Rows from a pointing dataset:
_ _ _ _

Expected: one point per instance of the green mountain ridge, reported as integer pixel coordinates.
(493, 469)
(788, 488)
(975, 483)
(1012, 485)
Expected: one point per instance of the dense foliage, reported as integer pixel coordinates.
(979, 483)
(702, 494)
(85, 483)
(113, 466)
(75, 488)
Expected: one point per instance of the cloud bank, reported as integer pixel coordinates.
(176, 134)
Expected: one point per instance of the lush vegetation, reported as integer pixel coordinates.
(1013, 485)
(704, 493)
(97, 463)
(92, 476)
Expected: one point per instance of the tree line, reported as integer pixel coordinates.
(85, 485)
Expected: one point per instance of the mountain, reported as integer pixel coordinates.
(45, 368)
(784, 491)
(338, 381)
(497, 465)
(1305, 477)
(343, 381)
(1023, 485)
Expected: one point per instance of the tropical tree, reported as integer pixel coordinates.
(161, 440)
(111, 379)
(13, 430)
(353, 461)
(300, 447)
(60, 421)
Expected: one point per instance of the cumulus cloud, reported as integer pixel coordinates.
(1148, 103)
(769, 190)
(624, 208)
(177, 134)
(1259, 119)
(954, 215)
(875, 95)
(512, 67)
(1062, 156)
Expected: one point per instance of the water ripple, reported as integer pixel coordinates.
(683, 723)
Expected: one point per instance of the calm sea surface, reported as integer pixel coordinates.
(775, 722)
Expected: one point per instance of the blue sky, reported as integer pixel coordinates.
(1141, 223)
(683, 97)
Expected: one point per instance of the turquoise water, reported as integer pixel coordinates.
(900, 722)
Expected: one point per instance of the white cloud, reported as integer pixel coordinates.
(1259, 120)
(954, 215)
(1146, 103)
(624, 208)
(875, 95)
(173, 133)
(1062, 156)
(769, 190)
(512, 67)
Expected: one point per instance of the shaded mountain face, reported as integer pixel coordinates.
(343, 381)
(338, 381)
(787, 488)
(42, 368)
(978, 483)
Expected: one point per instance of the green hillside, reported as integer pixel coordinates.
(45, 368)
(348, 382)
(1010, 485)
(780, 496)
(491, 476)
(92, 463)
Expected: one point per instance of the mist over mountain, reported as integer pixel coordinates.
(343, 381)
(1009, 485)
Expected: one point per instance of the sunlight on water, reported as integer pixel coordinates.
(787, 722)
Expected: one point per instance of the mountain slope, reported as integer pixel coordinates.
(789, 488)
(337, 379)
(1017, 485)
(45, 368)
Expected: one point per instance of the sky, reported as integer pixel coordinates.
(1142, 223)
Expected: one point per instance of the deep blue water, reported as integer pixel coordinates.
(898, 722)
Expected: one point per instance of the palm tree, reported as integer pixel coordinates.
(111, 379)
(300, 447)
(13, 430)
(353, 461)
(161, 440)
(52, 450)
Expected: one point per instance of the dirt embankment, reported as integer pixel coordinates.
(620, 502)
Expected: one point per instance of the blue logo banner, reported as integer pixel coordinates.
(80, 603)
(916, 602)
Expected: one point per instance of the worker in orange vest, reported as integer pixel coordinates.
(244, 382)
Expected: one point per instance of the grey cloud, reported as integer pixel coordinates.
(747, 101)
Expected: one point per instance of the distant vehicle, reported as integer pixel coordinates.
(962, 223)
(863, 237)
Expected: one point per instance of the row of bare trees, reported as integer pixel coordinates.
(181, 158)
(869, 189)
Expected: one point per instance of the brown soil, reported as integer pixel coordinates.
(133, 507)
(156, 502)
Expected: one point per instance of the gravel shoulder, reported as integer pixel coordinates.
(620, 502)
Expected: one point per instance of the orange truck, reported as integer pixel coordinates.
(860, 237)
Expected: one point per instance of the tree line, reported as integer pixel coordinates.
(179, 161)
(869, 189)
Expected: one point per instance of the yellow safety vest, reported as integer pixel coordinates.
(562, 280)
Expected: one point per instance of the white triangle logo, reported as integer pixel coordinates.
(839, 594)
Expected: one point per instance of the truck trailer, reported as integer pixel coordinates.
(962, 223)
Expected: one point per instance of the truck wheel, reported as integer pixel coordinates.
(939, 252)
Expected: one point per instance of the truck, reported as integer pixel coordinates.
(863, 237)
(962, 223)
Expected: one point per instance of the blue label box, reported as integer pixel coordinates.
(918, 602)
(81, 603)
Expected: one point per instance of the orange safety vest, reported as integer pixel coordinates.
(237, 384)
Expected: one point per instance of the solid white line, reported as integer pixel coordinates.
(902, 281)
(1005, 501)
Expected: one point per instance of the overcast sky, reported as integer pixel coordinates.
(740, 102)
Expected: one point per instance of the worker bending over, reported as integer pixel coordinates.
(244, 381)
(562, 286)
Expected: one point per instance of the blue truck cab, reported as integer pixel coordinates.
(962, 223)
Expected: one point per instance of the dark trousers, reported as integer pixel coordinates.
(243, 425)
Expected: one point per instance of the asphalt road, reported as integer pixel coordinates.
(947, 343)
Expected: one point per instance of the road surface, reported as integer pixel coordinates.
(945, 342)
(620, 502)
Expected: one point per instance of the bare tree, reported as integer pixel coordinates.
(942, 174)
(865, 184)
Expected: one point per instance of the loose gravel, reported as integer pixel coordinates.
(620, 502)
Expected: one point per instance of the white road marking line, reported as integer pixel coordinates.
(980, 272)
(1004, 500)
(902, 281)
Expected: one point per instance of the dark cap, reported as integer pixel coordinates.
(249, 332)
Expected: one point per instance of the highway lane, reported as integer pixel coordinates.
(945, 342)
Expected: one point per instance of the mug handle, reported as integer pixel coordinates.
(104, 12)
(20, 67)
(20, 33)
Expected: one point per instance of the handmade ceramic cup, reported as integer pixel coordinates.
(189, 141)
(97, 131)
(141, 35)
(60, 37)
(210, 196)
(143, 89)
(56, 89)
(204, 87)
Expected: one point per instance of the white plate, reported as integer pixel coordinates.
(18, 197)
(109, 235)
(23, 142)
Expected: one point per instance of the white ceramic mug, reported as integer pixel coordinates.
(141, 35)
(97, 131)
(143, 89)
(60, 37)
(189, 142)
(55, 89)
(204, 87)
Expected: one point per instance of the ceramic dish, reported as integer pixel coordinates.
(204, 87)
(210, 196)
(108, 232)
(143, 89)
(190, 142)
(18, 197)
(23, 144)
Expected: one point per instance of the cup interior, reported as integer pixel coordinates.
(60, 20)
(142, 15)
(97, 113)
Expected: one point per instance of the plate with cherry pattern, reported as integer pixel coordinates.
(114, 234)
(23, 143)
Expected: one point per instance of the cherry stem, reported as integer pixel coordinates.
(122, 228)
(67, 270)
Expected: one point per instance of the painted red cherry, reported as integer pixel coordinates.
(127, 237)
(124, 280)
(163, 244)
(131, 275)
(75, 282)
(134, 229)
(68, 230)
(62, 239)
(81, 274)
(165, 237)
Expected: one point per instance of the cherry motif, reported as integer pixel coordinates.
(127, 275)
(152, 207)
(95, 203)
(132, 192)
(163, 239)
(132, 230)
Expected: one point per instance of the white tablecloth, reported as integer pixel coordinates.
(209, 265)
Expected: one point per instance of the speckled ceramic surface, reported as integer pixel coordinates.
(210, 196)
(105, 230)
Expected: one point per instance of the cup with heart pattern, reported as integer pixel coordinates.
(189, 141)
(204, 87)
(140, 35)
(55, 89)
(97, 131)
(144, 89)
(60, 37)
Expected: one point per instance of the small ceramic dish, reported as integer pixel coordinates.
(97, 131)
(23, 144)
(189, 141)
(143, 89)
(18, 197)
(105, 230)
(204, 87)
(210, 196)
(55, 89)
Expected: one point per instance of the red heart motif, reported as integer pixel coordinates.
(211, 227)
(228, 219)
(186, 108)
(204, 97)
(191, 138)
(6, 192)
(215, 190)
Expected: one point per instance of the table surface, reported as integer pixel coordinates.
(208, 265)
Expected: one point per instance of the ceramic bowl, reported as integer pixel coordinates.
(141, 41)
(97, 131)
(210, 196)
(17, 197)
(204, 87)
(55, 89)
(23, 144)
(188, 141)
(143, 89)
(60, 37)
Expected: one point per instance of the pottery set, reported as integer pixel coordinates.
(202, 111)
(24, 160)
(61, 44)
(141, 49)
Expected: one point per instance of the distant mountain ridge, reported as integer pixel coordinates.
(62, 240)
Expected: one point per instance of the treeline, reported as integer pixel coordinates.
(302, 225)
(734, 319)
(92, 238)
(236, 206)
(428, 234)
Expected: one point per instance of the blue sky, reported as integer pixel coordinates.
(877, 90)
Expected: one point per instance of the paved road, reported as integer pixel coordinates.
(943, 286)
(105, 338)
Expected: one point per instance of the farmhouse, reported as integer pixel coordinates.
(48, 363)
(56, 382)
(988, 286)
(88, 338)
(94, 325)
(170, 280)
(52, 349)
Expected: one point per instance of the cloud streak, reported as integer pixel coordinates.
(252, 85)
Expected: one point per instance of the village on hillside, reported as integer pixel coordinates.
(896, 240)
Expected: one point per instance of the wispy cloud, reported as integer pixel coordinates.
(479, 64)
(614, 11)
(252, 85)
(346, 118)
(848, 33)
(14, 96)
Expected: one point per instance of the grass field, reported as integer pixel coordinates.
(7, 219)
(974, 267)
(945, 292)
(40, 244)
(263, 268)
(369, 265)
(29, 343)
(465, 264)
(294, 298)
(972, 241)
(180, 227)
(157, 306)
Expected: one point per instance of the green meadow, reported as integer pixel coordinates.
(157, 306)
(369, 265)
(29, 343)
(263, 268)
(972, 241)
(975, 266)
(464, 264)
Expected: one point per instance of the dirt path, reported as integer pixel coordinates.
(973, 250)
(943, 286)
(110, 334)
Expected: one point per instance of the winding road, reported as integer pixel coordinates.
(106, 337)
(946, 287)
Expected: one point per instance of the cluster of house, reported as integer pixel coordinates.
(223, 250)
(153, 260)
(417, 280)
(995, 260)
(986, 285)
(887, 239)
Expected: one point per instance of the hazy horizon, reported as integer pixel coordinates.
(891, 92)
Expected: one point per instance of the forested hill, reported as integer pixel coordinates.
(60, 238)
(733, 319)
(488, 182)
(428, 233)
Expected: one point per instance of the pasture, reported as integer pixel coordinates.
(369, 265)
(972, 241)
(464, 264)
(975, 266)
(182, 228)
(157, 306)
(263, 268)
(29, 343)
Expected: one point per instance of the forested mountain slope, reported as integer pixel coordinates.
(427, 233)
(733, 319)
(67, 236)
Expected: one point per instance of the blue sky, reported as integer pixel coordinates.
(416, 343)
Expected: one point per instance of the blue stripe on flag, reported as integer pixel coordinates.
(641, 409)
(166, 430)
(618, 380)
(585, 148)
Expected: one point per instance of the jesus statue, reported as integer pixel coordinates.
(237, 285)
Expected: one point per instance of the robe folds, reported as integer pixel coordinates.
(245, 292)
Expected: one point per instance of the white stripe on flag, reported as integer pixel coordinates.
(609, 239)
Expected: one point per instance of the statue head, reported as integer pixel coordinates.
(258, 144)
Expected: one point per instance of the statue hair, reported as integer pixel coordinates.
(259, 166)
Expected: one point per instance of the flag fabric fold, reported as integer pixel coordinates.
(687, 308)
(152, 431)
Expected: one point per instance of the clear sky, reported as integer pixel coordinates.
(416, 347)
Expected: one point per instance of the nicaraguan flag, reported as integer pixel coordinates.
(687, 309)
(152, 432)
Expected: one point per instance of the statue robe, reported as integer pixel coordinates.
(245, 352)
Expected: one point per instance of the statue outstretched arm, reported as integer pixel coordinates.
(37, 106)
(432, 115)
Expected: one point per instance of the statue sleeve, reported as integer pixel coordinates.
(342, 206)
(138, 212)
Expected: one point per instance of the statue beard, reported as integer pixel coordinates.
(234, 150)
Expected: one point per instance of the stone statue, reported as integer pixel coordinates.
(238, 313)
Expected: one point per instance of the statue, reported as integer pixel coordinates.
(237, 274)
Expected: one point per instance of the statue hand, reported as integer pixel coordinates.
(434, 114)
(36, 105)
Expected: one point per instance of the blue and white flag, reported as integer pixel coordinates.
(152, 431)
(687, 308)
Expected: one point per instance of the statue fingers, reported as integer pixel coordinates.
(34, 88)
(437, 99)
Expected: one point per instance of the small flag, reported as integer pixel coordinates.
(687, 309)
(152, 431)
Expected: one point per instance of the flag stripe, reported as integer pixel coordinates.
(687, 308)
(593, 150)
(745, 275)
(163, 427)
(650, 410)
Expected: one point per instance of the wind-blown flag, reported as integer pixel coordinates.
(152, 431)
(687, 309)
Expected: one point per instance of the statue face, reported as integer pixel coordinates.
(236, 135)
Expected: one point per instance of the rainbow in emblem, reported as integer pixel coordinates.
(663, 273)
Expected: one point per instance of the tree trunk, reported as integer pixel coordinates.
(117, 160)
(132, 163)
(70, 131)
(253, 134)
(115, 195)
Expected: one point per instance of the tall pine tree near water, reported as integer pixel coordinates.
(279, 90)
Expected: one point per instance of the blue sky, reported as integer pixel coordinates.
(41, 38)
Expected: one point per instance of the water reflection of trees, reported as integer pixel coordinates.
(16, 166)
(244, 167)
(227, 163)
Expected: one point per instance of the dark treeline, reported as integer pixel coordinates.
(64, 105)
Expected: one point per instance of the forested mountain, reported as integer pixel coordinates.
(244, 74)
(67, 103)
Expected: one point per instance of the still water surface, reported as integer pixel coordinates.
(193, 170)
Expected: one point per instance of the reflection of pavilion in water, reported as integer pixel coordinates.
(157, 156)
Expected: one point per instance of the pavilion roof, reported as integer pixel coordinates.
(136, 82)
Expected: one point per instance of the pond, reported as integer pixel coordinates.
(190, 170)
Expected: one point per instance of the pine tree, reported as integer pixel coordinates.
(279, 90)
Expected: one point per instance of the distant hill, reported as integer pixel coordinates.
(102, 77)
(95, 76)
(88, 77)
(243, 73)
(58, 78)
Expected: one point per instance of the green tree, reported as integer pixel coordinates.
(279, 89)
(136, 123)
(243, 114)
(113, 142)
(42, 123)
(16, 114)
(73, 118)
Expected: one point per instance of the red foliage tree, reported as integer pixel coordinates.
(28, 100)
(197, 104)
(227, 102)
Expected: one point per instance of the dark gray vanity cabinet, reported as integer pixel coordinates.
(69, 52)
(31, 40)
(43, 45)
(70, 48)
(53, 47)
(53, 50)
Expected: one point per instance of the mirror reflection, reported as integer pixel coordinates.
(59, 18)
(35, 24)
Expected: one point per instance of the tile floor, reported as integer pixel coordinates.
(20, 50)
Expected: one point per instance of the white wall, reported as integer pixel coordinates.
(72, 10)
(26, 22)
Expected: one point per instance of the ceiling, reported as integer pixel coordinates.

_ _ _ _

Keep only the lines from the one containing "Expected: one point per instance of the dark gray" to the end of the entries, and repeat them exactly.

Solution for this exercise:
Expected: one point per instance of the dark gray vanity cabinet, reported as integer pixel coordinates.
(69, 52)
(31, 40)
(43, 45)
(70, 48)
(53, 47)
(53, 50)
Expected: one point per instance of the mirror reflection, reported as integer pixel coordinates.
(59, 18)
(35, 24)
Expected: one point per instance of the tile floor, reported as integer pixel coordinates.
(20, 50)
Expected: one point per instance of the white wall, reported as integer pixel coordinates.
(72, 10)
(26, 22)
Expected: one point per instance of the ceiling, reported as integer pixel coordinates.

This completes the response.